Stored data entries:

-- Opening Marker --

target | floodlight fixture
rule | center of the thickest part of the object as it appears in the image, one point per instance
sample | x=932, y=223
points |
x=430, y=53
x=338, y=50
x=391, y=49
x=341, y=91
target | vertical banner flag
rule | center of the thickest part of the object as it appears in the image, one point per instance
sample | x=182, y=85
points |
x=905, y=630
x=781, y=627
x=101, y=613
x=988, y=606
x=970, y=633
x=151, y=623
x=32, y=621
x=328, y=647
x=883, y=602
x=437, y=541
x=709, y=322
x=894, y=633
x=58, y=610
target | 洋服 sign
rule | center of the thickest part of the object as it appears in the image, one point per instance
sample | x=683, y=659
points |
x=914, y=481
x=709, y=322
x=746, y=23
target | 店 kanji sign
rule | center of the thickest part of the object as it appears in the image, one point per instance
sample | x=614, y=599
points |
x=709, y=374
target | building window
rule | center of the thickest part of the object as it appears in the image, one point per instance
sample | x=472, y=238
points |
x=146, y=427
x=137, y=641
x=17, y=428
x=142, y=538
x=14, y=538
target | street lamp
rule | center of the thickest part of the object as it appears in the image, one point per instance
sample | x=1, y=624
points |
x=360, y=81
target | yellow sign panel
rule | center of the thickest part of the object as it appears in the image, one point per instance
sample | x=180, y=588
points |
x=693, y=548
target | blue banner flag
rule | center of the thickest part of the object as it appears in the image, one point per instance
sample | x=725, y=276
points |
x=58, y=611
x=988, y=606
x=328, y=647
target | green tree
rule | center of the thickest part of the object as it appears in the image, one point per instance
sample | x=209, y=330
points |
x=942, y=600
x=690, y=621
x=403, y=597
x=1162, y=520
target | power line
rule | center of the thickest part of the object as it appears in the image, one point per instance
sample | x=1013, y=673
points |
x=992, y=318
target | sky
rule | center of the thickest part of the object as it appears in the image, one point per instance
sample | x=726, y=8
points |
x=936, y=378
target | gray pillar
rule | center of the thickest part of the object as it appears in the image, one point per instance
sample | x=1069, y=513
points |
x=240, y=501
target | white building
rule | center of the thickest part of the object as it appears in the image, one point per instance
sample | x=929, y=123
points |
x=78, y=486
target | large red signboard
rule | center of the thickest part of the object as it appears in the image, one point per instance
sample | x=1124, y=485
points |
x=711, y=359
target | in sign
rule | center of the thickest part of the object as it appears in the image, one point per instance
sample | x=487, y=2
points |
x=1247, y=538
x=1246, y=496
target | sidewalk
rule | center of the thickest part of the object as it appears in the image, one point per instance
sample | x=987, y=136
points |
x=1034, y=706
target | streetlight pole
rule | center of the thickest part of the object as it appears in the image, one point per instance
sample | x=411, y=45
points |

-- Closing Marker --

> [Exercise directions]: Please print each entry once more, exactly as it reads.

> [Answer box]:
target | floodlight fixture
rule | center of the thickest part of the object as it appears in the image, one point per instance
sample | x=932, y=223
points |
x=430, y=53
x=338, y=50
x=391, y=49
x=341, y=91
target | vertical banner flag
rule | center of the thickest part of the object as it appears in the image, one point per instance
sample | x=182, y=85
points |
x=905, y=630
x=781, y=627
x=101, y=613
x=988, y=606
x=970, y=633
x=151, y=623
x=32, y=621
x=328, y=647
x=883, y=602
x=437, y=541
x=709, y=322
x=894, y=633
x=58, y=610
target | 洋服 sign
rule | center of the thickest part of the object as it appears in the image, one point per instance
sample | x=683, y=659
points |
x=914, y=481
x=709, y=322
x=746, y=23
target | 店 kanji sign
rule | center of the thickest part of the object as it appears in the image, one point per instance
sample | x=614, y=599
points |
x=709, y=374
target | building window
rule | center of the thickest part of the object as it appears in the image, one point per instance
sample | x=472, y=238
points |
x=146, y=427
x=137, y=641
x=17, y=428
x=142, y=538
x=14, y=538
target | street lamp
rule | center of the thickest part of the object as it appears in the image, one point per instance
sample | x=1, y=624
points |
x=360, y=81
target | yellow sign panel
rule | center of the thickest part of the object as it appears in the image, one point per instance
sample | x=180, y=588
points |
x=693, y=548
target | blue banner flag
rule | center of the thickest part of the object as it appears in the image, one point per instance
sample | x=725, y=276
points |
x=58, y=611
x=988, y=606
x=328, y=647
target | green tree
rule | center of the thickest part of the object as it appears in the image, one point per instance
sample | x=209, y=330
points |
x=942, y=600
x=690, y=621
x=403, y=597
x=1162, y=520
target | power line
rule | center of the thickest part of the object as it appears in the image, one point per instance
sample | x=1013, y=673
points |
x=992, y=318
target | sky
rule | center of the thickest part of the object as it appears in the image, one point per instance
sample | x=726, y=8
points |
x=936, y=378
target | gray pillar
rule | center of the thickest part of the object as it appears in the image, one point per instance
sample | x=1069, y=513
points |
x=240, y=501
target | white building
rule | center of the thickest part of the object as it appears in the image, one point per instance
sample | x=929, y=123
points |
x=78, y=486
target | large red signboard
rule | center of the thickest part of the object as it appears in the image, one point per instance
sample | x=1124, y=485
points |
x=711, y=359
target | in sign
rule | center of the thickest part of the object as it appears in the image, one point per instance
sample | x=487, y=2
points |
x=1247, y=538
x=1246, y=496
target | sidewalk
rule | center of the thickest part of the object as it appears in the image, one point per instance
sample | x=987, y=136
points |
x=1034, y=706
target | streetlight pole
rule | center of the thickest part of the object as it appears in the image, one point per instance
sample | x=411, y=45
points |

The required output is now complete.